MATERIALS PROVIDED »
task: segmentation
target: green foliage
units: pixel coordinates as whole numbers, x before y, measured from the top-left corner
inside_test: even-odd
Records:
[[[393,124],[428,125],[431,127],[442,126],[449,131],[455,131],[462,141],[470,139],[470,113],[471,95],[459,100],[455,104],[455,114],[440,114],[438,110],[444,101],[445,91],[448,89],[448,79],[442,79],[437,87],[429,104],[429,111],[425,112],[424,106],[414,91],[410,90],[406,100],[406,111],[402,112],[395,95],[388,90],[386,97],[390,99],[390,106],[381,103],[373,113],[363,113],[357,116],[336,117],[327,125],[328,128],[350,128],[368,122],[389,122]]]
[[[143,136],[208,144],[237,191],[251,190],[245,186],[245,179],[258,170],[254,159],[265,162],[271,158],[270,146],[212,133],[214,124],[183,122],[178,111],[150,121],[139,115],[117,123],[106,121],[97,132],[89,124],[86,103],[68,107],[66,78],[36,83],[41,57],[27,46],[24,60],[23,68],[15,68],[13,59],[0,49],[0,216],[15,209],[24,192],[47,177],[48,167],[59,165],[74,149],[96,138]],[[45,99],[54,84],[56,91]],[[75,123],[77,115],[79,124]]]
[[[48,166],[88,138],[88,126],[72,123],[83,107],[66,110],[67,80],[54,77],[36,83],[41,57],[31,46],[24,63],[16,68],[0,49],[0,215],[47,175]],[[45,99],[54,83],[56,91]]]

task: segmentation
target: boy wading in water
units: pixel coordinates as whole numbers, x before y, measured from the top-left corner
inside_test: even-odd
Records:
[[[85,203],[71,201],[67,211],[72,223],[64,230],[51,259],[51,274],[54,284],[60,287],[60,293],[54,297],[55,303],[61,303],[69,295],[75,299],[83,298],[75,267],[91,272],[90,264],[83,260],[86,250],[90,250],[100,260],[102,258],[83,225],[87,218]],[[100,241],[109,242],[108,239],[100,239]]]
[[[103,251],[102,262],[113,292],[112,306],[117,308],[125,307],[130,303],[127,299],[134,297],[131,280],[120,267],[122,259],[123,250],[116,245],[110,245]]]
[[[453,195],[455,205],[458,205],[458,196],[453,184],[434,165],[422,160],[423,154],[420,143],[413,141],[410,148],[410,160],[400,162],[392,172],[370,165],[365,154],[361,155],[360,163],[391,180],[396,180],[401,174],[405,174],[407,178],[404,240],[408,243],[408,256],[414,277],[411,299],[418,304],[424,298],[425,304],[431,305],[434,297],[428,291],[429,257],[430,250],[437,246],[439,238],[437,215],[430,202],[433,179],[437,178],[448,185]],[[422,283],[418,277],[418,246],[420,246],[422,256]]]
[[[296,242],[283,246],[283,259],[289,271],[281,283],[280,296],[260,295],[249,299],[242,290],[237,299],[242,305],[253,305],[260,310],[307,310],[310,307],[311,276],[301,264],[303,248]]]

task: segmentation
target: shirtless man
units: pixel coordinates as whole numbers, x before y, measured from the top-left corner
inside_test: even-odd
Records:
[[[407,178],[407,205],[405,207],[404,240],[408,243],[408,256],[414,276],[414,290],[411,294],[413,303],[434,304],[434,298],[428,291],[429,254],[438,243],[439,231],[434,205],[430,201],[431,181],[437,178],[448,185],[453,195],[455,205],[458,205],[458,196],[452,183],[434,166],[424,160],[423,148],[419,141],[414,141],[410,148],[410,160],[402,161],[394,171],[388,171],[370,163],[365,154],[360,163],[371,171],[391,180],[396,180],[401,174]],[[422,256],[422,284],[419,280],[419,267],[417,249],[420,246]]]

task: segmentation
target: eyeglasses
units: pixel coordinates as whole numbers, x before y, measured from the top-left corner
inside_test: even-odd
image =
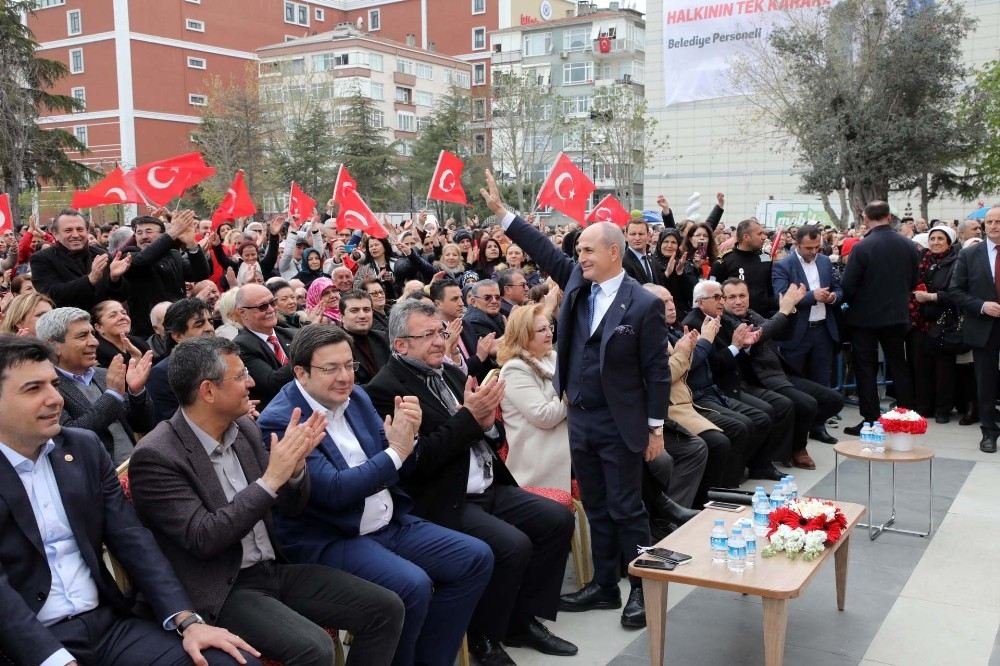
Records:
[[[359,361],[351,361],[343,365],[310,365],[309,367],[321,375],[332,376],[341,372],[357,372],[358,368],[361,367],[361,363]]]
[[[270,309],[272,309],[274,307],[275,302],[276,301],[272,298],[271,300],[264,301],[263,303],[260,303],[259,305],[241,305],[240,309],[241,310],[256,310],[257,312],[267,312],[268,310],[270,310]]]
[[[433,338],[435,336],[441,336],[442,340],[447,340],[451,337],[451,333],[442,328],[437,331],[427,331],[421,335],[401,335],[399,337],[404,340],[426,340],[427,338]]]

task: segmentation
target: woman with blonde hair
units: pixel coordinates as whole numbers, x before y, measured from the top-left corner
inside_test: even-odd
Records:
[[[3,322],[0,322],[0,333],[35,335],[35,322],[55,306],[51,298],[37,291],[15,296],[14,300],[4,309]]]
[[[566,404],[552,381],[556,353],[544,304],[522,305],[507,319],[497,361],[507,382],[503,402],[507,467],[522,486],[570,492]]]

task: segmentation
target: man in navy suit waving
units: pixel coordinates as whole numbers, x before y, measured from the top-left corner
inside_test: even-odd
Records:
[[[621,229],[592,224],[577,240],[579,263],[507,210],[486,172],[486,204],[504,232],[565,294],[559,312],[557,387],[569,401],[570,448],[593,534],[594,580],[563,597],[560,609],[619,608],[618,580],[636,546],[650,544],[642,504],[643,460],[663,451],[670,403],[663,304],[622,268]],[[642,587],[632,590],[622,626],[646,626]]]

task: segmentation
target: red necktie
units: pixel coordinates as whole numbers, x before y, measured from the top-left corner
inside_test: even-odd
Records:
[[[271,345],[271,349],[274,350],[274,356],[278,359],[278,363],[281,365],[288,365],[288,357],[285,356],[285,350],[281,348],[281,343],[278,342],[278,336],[272,333],[267,341]]]

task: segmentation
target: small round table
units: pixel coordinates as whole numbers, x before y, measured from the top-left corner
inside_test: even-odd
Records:
[[[909,534],[912,536],[924,537],[931,533],[934,527],[934,450],[926,447],[914,445],[912,451],[892,451],[885,453],[875,453],[873,451],[862,451],[859,440],[838,442],[833,446],[834,467],[833,467],[833,498],[839,499],[840,495],[840,456],[864,460],[868,463],[868,519],[871,523],[858,523],[858,527],[868,528],[868,538],[874,541],[883,532],[896,532],[897,534]],[[927,531],[917,532],[915,530],[904,530],[892,527],[896,522],[896,464],[915,463],[927,461]],[[875,525],[875,517],[872,512],[872,463],[892,463],[892,510],[889,519],[880,525]]]

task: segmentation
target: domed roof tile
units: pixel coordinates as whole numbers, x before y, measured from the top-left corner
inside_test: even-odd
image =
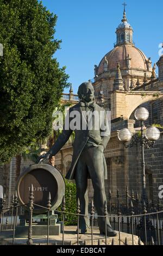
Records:
[[[117,62],[120,64],[121,69],[127,69],[126,59],[128,55],[131,59],[131,69],[147,70],[146,62],[148,60],[148,58],[142,51],[136,48],[134,45],[127,44],[117,46],[102,58],[98,66],[98,74],[104,72],[105,56],[108,61],[109,70],[116,69]],[[152,71],[152,68],[150,71]]]

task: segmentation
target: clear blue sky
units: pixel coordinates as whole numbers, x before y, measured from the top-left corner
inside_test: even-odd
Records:
[[[74,93],[83,82],[94,76],[94,65],[114,48],[115,31],[122,19],[123,0],[42,0],[58,16],[55,38],[61,39],[54,57],[66,66]],[[163,42],[163,1],[126,0],[127,17],[134,29],[135,46],[153,64]],[[68,92],[65,90],[65,92]]]

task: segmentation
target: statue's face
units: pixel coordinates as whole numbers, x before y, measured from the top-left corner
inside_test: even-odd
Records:
[[[87,83],[82,90],[82,98],[87,102],[93,100],[94,94],[94,88],[91,84]]]

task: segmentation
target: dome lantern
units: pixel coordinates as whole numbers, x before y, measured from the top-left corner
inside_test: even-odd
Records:
[[[123,16],[122,22],[117,28],[116,33],[117,34],[117,41],[115,44],[115,47],[117,45],[124,44],[133,44],[133,30],[130,24],[128,22],[126,17],[126,6],[127,4],[124,3]]]

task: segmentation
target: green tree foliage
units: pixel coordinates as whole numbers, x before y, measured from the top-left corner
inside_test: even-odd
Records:
[[[76,200],[76,184],[72,181],[65,179],[66,192],[66,212],[76,213],[77,212],[77,200]],[[61,211],[61,205],[57,209],[58,211]],[[61,215],[56,212],[59,215],[60,221],[62,221]],[[66,225],[74,225],[77,224],[77,216],[71,214],[66,214],[65,217],[65,224]]]
[[[0,0],[0,162],[52,129],[68,76],[53,55],[57,17],[37,0]]]

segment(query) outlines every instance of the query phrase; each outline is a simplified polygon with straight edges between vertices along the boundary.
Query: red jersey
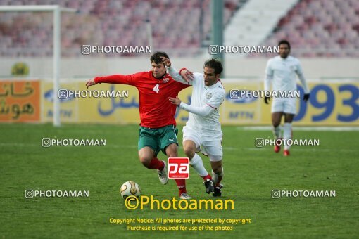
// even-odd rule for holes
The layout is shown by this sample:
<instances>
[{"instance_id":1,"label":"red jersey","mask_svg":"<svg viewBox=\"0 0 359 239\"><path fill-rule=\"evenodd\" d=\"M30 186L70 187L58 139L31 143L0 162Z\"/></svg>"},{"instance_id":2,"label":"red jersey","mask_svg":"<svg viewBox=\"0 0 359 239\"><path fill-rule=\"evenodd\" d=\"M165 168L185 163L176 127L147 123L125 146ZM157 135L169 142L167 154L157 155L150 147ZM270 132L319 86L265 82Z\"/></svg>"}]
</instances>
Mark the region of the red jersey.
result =
<instances>
[{"instance_id":1,"label":"red jersey","mask_svg":"<svg viewBox=\"0 0 359 239\"><path fill-rule=\"evenodd\" d=\"M168 73L161 78L155 78L152 71L97 77L94 80L96 83L129 84L137 88L140 124L149 128L176 125L175 114L177 105L172 104L168 97L175 98L182 89L191 86L176 82Z\"/></svg>"}]
</instances>

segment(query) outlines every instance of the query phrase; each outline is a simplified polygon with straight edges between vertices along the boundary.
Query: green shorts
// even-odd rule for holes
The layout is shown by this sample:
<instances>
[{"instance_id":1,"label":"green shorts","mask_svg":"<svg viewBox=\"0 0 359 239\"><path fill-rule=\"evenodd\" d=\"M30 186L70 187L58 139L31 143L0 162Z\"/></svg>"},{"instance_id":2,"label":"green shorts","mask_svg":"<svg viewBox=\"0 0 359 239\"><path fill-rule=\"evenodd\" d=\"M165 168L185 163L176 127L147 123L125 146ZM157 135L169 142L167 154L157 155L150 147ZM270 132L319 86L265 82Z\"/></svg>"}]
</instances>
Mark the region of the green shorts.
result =
<instances>
[{"instance_id":1,"label":"green shorts","mask_svg":"<svg viewBox=\"0 0 359 239\"><path fill-rule=\"evenodd\" d=\"M162 150L165 155L165 148L170 144L178 146L177 134L178 129L173 125L167 125L160 128L139 127L139 150L144 147L150 147L156 155Z\"/></svg>"}]
</instances>

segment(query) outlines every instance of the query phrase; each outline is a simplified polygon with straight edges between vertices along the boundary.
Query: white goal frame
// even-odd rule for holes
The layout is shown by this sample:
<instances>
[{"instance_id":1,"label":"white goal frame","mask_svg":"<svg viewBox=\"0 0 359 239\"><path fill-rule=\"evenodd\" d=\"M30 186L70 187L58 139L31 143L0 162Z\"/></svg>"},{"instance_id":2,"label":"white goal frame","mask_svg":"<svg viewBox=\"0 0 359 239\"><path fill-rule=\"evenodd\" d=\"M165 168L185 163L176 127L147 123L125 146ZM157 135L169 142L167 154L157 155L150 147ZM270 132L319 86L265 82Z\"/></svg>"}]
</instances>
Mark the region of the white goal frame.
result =
<instances>
[{"instance_id":1,"label":"white goal frame","mask_svg":"<svg viewBox=\"0 0 359 239\"><path fill-rule=\"evenodd\" d=\"M49 11L53 13L53 126L61 125L60 122L60 99L58 92L60 88L60 67L61 60L61 13L75 13L77 9L62 8L59 5L16 5L0 6L0 12Z\"/></svg>"}]
</instances>

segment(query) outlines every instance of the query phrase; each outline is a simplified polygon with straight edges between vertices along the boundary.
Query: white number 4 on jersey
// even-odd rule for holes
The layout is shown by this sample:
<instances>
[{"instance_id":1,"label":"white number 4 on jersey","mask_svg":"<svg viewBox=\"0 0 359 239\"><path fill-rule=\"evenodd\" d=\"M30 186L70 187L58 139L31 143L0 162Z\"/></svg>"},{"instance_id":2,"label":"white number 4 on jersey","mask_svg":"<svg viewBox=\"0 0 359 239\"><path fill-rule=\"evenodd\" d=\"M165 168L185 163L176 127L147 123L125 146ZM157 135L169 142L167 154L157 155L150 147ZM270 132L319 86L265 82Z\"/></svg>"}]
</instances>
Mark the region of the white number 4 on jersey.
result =
<instances>
[{"instance_id":1,"label":"white number 4 on jersey","mask_svg":"<svg viewBox=\"0 0 359 239\"><path fill-rule=\"evenodd\" d=\"M156 93L158 93L158 91L160 91L160 85L157 84L152 90L153 91L156 91Z\"/></svg>"}]
</instances>

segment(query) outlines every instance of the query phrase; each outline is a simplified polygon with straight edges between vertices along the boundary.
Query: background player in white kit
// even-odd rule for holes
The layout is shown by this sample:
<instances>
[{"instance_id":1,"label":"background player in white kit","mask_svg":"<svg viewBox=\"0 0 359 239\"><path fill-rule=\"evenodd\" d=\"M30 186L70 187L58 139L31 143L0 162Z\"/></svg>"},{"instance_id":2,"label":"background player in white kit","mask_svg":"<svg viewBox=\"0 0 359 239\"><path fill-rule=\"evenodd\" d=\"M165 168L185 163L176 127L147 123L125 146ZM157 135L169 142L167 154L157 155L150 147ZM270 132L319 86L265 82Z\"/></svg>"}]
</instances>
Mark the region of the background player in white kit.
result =
<instances>
[{"instance_id":1,"label":"background player in white kit","mask_svg":"<svg viewBox=\"0 0 359 239\"><path fill-rule=\"evenodd\" d=\"M265 91L270 90L270 83L272 82L273 91L296 91L297 89L296 84L296 74L304 89L303 100L306 102L309 99L309 90L303 74L301 63L297 58L289 56L291 51L289 42L282 40L279 41L278 46L279 47L279 56L270 58L267 63L264 89ZM269 99L268 97L265 98L264 101L266 104L268 103ZM282 138L280 123L283 115L284 116L284 138L286 141L291 138L291 122L296 113L296 98L273 98L272 103L272 124L273 125L273 134L276 139ZM289 148L290 146L284 145L284 156L289 155ZM280 145L276 143L275 152L278 153L279 150Z\"/></svg>"},{"instance_id":2,"label":"background player in white kit","mask_svg":"<svg viewBox=\"0 0 359 239\"><path fill-rule=\"evenodd\" d=\"M222 187L220 183L223 178L221 145L223 134L218 108L225 97L225 89L219 79L223 70L222 63L211 59L204 63L203 73L193 74L187 69L182 69L180 75L171 67L169 59L163 58L163 60L168 67L168 73L175 80L193 86L191 105L182 102L178 96L169 98L169 100L189 112L189 119L183 127L184 153L189 158L191 165L204 179L206 192L213 192L214 197L220 197ZM196 153L200 150L210 158L213 179Z\"/></svg>"}]
</instances>

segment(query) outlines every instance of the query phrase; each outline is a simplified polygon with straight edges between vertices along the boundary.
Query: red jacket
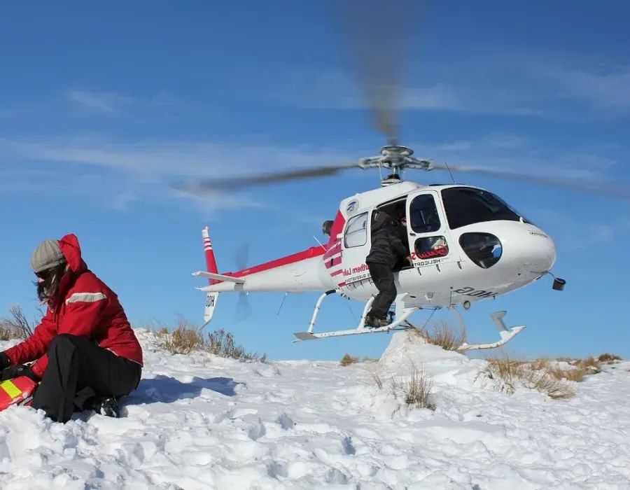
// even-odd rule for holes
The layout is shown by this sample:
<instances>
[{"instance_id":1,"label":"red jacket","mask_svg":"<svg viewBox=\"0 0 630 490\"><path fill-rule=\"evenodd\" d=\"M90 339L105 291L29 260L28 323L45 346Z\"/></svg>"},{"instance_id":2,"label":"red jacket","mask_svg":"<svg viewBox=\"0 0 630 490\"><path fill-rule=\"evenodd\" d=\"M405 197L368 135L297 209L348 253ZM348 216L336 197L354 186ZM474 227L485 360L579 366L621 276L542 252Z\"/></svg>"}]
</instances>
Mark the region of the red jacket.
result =
<instances>
[{"instance_id":1,"label":"red jacket","mask_svg":"<svg viewBox=\"0 0 630 490\"><path fill-rule=\"evenodd\" d=\"M31 368L41 378L48 362L48 344L55 335L69 333L88 337L101 347L143 365L142 348L118 296L88 269L77 237L66 234L59 245L74 274L62 277L57 298L48 306L33 335L4 351L9 360L23 364L36 359Z\"/></svg>"}]
</instances>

WHAT TO WORK ON » Collect every line in the items above that contains the string "region". Matching is case-sensitive.

WORKED SOLUTION »
Mark the region of the red jersey.
Mark the region of the green shorts.
Mark the region of the white goal frame.
Mark the region of the white number 4 on jersey.
Mark the region of the background player in white kit.
Mark the region of the red jacket.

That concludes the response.